SELECTION:

***

Cost-Distance and Least-Cost Paths
Finding optimal routes across variable terrain
The Trans Mountain Pipeline expansion, approved in 2019 and completed in 2024, required routing 1,150 km of new pipeline from Edmonton to Burnaby through some of the most topographically complex terrain in North America. The route had to balance multiple competing cost surfaces: slope (steep terrain means expensive construction and higher risk), proximity to existing infrastructure (cheaper where right-of-way already exists), geological hazards (landslide-prone slopes, river crossings), and environmental sensitivities (avoiding wetlands, fish-bearing streams, and protected areas). The final route is not a straight line — it is the minimum-cost path through a multidimensional cost surface, exactly the problem that Dijkstra’s algorithm was designed to solve.

***

DATA PROVIDED:
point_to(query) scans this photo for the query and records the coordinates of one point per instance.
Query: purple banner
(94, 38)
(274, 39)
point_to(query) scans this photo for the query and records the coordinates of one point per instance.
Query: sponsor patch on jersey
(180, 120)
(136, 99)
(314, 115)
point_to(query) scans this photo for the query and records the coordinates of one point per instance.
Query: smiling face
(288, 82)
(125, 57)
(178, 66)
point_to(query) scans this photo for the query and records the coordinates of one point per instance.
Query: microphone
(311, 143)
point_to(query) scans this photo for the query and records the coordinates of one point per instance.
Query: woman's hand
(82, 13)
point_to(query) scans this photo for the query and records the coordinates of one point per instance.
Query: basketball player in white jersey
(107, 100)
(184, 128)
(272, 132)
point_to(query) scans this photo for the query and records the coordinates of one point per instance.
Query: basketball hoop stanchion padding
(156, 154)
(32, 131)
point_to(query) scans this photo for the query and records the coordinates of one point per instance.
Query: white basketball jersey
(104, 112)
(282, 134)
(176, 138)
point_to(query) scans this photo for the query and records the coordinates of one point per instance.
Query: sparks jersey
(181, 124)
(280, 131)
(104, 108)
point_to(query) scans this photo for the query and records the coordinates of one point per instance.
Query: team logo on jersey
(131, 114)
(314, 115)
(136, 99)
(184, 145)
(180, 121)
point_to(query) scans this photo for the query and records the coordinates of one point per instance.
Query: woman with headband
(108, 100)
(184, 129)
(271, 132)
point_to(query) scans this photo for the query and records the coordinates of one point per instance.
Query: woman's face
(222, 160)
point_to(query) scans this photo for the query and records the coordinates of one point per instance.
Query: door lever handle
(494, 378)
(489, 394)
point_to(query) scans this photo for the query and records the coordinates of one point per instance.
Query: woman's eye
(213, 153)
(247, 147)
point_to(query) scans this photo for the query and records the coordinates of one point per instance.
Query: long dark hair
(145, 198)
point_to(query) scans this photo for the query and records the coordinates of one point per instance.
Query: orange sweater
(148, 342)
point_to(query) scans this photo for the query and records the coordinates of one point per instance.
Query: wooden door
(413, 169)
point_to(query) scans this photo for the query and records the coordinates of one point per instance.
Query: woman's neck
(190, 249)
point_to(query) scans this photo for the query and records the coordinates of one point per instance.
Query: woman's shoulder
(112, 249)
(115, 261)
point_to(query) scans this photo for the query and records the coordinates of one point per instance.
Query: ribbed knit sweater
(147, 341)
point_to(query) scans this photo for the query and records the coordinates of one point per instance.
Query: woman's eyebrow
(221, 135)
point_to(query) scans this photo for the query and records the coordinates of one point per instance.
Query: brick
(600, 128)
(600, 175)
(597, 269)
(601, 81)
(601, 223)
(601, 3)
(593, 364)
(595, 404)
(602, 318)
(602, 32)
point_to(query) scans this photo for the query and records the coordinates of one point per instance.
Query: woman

***

PROBLEMS AND TASKS:
1. List the competing cost surfaces that the cost-distance passage says the pipeline route had to balance.
2. Based on the cost-distance passage, decide whether each statement is true. Answer yes or no, and quote the words that settle it.
(a) The pipeline expansion was completed in 2019.
(b) The new pipeline runs from Edmonton to Burnaby.
(c) The final route is a straight line.
3. Write the next part of the cost-distance passage, starting after its final sentence.

IN RESPONSE:
1.
- Slope
- Proximity to existing infrastructure
- Geological hazards
- Environmental sensitivities

2.
(a) No: "approved in 2019 and completed in 2024"
(b) Yes: "1,150 km of new pipeline from Edmonton to Burnaby"
(c) No: "The final route is not a straight line"

3.
Cost-distance analysis extends the simple Euclidean distance buffer by replacing distance with a generalised cost that varies across the landscape. Instead of asking “how far is it?”, it asks “how expensive or difficult is it to reach?” — where the cost per unit distance varies by terrain steepness, land cover, regulatory restriction, or any combination of factors that can be encoded in a raster. The accumulated cost surface assigns a total cost to each cell: the minimum cost of reaching that cell from the source. From the cost surface, the least-cost path — the route that minimises total cost from source to destination — is found by tracing the steepest descent on the cost surface back to the source. The underlying algorithm is Dijkstra’s shortest-path algorithm on a grid graph, one of the most important and widely implemented algorithms in computational geography.
1. The Question
What’s the easiest hiking route from the trailhead to the summit?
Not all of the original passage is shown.